▶ The request
Report each line of the data below that contains the word "railing", copying every such line in full.

▶ Stored data
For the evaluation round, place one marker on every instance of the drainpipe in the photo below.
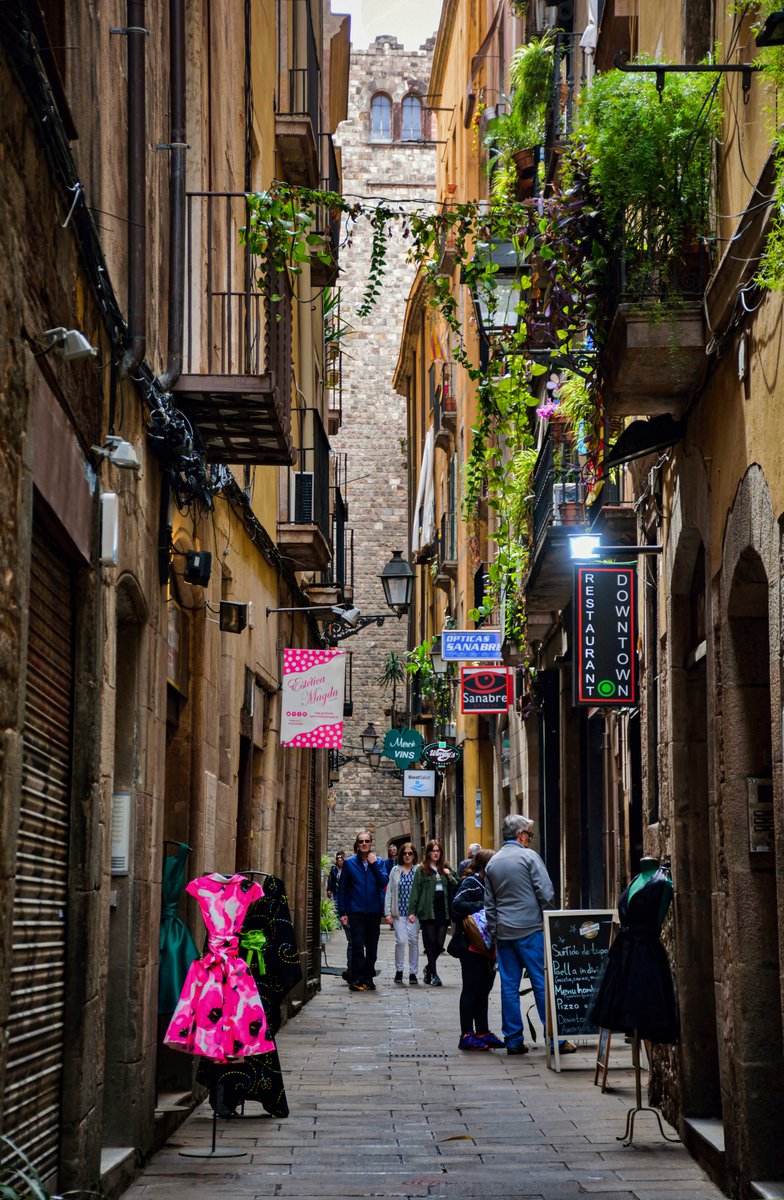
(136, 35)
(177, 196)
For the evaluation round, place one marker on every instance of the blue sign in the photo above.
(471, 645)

---

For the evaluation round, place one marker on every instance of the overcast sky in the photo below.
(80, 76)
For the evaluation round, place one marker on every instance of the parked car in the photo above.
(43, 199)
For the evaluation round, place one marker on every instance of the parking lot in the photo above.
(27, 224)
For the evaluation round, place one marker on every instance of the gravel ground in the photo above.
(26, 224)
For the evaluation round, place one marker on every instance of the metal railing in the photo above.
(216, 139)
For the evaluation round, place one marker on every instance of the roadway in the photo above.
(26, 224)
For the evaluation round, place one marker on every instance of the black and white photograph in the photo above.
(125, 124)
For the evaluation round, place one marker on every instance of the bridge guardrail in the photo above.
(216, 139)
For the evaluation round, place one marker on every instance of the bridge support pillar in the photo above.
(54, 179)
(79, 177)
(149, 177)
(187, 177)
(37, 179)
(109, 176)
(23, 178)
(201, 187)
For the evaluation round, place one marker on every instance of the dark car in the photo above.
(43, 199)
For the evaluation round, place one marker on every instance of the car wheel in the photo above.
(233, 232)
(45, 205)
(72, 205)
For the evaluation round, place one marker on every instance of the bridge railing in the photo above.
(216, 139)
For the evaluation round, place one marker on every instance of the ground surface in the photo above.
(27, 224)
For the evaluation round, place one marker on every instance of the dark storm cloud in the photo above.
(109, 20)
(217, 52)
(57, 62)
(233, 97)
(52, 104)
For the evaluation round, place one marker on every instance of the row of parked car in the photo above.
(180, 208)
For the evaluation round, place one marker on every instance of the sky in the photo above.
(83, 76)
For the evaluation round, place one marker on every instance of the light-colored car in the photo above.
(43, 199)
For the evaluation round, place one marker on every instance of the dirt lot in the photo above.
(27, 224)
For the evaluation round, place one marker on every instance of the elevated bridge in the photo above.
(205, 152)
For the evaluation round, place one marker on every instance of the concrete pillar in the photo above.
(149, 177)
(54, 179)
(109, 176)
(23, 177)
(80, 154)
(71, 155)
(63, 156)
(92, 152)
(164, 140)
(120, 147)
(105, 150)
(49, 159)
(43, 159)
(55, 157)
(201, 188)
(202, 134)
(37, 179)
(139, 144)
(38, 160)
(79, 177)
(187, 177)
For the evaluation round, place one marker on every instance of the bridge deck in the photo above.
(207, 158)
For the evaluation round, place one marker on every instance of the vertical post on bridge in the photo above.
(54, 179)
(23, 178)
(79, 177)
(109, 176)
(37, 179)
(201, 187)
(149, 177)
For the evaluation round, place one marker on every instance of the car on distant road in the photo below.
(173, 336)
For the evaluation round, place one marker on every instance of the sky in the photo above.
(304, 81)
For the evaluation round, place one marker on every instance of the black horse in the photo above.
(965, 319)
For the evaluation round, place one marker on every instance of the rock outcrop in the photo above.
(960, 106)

---

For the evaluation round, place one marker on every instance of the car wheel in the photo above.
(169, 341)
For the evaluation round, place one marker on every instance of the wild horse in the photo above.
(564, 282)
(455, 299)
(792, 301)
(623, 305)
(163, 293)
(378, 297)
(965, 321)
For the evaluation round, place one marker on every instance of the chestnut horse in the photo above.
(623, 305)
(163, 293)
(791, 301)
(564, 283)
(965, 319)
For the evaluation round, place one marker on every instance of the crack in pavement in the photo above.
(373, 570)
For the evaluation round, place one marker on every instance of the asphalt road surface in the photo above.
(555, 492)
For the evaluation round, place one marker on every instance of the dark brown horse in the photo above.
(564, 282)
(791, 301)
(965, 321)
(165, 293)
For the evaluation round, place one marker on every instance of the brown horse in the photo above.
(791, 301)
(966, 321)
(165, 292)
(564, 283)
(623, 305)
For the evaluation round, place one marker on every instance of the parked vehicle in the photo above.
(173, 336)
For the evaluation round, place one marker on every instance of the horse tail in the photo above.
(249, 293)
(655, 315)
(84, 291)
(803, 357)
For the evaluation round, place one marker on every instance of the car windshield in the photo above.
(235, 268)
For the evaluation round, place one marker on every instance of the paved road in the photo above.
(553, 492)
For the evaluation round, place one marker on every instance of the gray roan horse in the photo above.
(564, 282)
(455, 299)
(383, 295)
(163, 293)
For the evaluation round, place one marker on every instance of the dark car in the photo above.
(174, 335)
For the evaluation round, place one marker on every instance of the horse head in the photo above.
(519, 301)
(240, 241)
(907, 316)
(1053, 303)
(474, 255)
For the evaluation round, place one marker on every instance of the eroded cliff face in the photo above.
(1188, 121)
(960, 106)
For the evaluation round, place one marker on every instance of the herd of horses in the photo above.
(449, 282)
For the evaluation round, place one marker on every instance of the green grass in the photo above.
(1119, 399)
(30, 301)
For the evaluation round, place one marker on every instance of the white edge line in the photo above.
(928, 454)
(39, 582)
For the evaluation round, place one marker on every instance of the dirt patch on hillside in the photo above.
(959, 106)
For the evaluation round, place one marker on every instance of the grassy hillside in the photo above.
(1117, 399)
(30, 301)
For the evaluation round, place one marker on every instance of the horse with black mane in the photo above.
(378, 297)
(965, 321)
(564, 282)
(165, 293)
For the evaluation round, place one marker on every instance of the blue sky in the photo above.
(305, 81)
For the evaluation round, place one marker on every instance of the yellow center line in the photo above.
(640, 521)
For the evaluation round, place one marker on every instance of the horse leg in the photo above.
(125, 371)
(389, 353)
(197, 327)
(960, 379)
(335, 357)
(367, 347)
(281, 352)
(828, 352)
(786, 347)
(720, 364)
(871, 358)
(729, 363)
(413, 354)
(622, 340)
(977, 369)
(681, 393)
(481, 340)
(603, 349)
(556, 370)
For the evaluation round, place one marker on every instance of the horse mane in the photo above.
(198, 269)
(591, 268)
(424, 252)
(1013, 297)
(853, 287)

▶ Answer to this task
For the evaluation round, place one marker on every instance of the metal railing in the photo above.
For the evaluation round, place one marker on every instance of the bridge railing in the photo above.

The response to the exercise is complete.